• [Text for analysis]
━━━

Healthcare executives repeated a call for the federal government to help promote national standards for sharing healthcare performance data in the United States during a forum sponsored by the Joint Commission (JC) in Chicago last week.

The JC last month called for the formation of a national performance measurement data strategy. The Commission’s white paper, “Development of a National Performance Measurement Data Strategy,” proposes a framework for creating a data infrastructure to support performance measurement activities that improve the quality of U.S. healthcare.

According to Government Health IT, Dennis O’Leary, president emeritus of the JC, said the federal government had shown a “lack of willingness to help standardize the measurement framework.” Health and Human Services Department Secretary Mike Leavitt seems wedded to the idea that performance data sharing works best on a local market level, he added.

“No one is talking about building a grand database in the sky,” said O’Leary said. “But we have to be able to look at ourselves nationally on an issue-by-issue basis.”

Without a coordinated strategy, he said, potentially powerful registries would become data silos. “Soon we’ll have a lot of data but no way to link that information.” It would be useful, he said, to be able to loop such registries together so that cardiac surgeons across the country could compare data on similar procedures, for example.

Others agreed on the importance of a national view of health data. “How difficult would it be to have a national register of medical devices?” asked Tom Williams, executive director of the Integrated Health Care Association. “If we can bar code cereal we can bar code the technology.”

Not everyone at the forum felt the federal government should become more invested, Government Health IT reported. Francois de Brantes, CEO of the Bridges to Excellence (BTE) organization, said working with the Centers for Medicare & Medicaid Services (CMS), for example, would involve working under CMS rules.

“We may have something that’s usable in a CMS setting,” he said of BTE, a project to encourage hospitals to align their financial incentives with proven outcomes. “But once it’s engrained in law you can’t change it. So far, we’ve stayed away.”

━━━

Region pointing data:
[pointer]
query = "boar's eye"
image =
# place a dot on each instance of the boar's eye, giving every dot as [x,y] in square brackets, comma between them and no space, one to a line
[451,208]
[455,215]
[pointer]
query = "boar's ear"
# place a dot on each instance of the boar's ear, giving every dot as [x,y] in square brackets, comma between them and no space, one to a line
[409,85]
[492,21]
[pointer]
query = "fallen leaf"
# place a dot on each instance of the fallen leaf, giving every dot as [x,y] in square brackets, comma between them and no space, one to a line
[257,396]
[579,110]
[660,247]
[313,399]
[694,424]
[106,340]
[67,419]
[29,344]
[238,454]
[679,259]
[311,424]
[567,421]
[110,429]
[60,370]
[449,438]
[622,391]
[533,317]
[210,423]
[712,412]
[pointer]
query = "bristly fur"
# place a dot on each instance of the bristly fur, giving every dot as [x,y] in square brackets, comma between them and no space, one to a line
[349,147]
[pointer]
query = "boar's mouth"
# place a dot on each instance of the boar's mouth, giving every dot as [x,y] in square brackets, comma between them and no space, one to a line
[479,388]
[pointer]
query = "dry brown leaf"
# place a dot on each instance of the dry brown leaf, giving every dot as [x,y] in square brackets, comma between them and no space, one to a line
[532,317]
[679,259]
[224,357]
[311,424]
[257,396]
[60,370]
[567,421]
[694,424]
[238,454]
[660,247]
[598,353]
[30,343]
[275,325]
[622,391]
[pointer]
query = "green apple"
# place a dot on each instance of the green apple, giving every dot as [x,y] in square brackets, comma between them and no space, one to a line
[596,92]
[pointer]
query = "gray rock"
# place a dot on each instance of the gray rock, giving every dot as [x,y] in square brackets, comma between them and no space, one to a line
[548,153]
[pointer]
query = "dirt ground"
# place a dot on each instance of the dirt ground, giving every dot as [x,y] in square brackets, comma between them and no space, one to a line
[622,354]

━━━

• [Problems and tasks]
- A) According to the article about healthcare performance data, what position does Dennis O'Leary hold at the Joint Commission?
- B) Quote the article about healthcare performance data between "According to Government" and "procedures, for example.", inclusive.
The records have no connection to the article about healthcare performance data.

• [Solutions in order]
- A) He is president emeritus of the Joint Commission.

- B)
According to Government Health IT, Dennis O’Leary, president emeritus of the JC, said the federal government had shown a “lack of willingness to help standardize the measurement framework.” Health and Human Services Department Secretary Mike Leavitt seems wedded to the idea that performance data sharing works best on a local market level, he added.

“No one is talking about building a grand database in the sky,” said O’Leary said. “But we have to be able to look at ourselves nationally on an issue-by-issue basis.”

Without a coordinated strategy, he said, potentially powerful registries would become data silos. “Soon we’ll have a lot of data but no way to link that information.” It would be useful, he said, to be able to loop such registries together so that cardiac surgeons across the country could compare data on similar procedures, for example.